----- GIVEN RECORDS

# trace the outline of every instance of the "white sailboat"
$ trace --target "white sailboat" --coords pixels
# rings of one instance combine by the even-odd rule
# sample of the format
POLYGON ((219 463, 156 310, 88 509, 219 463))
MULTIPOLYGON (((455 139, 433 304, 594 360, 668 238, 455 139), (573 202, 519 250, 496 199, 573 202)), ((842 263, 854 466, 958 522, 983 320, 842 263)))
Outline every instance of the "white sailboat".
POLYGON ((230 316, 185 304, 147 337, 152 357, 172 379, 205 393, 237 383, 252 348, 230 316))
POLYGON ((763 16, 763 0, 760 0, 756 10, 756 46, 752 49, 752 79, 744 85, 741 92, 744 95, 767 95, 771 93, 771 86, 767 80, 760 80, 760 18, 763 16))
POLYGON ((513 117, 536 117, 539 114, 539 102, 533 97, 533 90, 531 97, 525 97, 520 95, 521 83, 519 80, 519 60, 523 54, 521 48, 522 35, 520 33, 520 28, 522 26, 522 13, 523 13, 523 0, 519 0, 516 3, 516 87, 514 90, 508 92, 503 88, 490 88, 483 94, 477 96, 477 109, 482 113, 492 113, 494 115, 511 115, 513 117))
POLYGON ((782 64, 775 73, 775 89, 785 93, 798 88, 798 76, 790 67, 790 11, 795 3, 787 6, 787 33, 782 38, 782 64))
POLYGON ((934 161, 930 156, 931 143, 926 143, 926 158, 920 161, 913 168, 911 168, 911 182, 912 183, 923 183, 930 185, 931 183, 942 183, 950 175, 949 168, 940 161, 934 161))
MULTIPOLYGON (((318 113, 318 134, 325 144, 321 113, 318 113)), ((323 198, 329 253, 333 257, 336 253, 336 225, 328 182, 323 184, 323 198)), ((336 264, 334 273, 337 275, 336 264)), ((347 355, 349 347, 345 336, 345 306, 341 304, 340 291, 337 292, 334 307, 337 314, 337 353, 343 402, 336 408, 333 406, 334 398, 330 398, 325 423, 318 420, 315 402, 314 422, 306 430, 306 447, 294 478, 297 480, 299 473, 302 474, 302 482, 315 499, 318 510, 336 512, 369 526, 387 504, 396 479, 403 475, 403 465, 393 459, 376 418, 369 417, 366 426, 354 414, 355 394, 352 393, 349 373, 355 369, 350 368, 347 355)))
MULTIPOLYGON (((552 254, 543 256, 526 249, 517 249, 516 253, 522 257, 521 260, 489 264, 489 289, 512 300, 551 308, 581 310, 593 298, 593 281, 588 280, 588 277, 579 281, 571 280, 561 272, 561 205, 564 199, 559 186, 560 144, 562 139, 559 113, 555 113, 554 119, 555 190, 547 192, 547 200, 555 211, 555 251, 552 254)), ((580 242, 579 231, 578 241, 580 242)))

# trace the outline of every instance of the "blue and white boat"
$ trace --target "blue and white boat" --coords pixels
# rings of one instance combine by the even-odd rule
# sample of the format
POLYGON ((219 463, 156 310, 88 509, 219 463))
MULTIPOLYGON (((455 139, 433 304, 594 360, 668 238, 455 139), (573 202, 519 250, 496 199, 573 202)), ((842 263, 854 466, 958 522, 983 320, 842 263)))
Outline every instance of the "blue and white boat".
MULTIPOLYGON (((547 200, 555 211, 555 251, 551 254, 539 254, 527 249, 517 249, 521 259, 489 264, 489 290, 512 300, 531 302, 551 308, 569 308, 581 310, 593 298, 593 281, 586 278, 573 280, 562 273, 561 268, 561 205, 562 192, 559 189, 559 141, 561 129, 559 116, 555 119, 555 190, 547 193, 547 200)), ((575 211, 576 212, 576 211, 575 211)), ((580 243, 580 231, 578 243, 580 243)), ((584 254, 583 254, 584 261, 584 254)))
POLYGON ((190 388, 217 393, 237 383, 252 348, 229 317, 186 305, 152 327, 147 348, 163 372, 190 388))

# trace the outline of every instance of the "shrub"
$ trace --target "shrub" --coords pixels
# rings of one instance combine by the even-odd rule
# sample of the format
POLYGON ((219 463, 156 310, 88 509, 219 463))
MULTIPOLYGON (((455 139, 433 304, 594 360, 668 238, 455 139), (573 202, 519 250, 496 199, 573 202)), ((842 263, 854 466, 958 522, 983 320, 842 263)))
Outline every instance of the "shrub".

----------
----- GIVEN RECORDS

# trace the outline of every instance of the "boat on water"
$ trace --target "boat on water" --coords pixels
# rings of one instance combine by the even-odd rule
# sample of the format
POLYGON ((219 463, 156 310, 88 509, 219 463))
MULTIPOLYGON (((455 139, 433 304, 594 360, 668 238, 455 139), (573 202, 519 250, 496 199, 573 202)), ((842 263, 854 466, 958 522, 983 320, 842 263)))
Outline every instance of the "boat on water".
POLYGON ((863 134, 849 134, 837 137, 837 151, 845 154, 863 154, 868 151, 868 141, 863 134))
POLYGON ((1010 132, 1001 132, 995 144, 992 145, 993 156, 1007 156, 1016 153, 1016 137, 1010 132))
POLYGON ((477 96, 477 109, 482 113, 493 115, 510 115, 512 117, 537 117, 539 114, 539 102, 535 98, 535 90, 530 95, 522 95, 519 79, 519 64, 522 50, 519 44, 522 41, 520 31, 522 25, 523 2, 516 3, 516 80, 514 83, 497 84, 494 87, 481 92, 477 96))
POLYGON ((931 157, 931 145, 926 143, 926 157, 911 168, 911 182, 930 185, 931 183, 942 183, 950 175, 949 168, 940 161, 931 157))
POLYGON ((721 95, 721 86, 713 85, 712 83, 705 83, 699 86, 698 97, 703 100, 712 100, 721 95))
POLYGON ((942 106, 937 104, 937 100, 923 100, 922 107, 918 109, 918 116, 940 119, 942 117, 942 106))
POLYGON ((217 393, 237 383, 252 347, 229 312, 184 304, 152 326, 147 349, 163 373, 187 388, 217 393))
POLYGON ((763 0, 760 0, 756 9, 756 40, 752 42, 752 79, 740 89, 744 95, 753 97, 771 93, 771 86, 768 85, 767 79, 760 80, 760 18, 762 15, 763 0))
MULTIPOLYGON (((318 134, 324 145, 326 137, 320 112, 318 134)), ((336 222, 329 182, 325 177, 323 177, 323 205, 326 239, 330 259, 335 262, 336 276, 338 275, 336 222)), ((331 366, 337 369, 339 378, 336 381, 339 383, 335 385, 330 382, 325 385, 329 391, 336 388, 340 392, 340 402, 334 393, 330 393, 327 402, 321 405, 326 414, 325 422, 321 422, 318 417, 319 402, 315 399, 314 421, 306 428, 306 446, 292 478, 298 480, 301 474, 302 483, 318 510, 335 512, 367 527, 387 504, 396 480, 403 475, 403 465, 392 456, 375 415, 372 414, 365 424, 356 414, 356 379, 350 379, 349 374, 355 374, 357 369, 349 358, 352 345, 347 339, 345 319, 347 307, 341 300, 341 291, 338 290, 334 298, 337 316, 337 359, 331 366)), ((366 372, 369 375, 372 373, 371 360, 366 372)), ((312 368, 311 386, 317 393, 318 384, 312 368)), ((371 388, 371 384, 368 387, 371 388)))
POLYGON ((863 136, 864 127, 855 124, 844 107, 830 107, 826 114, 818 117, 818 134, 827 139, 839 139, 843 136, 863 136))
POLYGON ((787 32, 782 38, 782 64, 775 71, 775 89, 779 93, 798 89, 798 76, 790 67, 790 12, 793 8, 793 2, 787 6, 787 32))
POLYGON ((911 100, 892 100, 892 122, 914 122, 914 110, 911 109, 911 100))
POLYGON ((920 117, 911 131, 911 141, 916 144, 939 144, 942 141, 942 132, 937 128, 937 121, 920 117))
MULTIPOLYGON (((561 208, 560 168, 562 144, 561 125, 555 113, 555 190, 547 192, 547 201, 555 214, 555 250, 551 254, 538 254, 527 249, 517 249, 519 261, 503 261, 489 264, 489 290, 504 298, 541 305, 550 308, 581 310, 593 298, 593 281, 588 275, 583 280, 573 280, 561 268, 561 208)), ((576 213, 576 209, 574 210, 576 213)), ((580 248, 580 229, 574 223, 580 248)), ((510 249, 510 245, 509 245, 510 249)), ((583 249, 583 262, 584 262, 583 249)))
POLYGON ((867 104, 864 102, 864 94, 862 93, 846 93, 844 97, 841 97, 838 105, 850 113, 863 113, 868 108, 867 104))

----------

- TASK OBJECTIVE: Collect every line above that contains the string "target", and copy each one out in full.

- RESPONSE TO THE TASK:
$ trace --target "white sailboat" --coords pixels
$ trace --target "blue and white boat" --coords pixels
$ trace --target "shrub" --coords pixels
$ trace --target "boat on water" --coords pixels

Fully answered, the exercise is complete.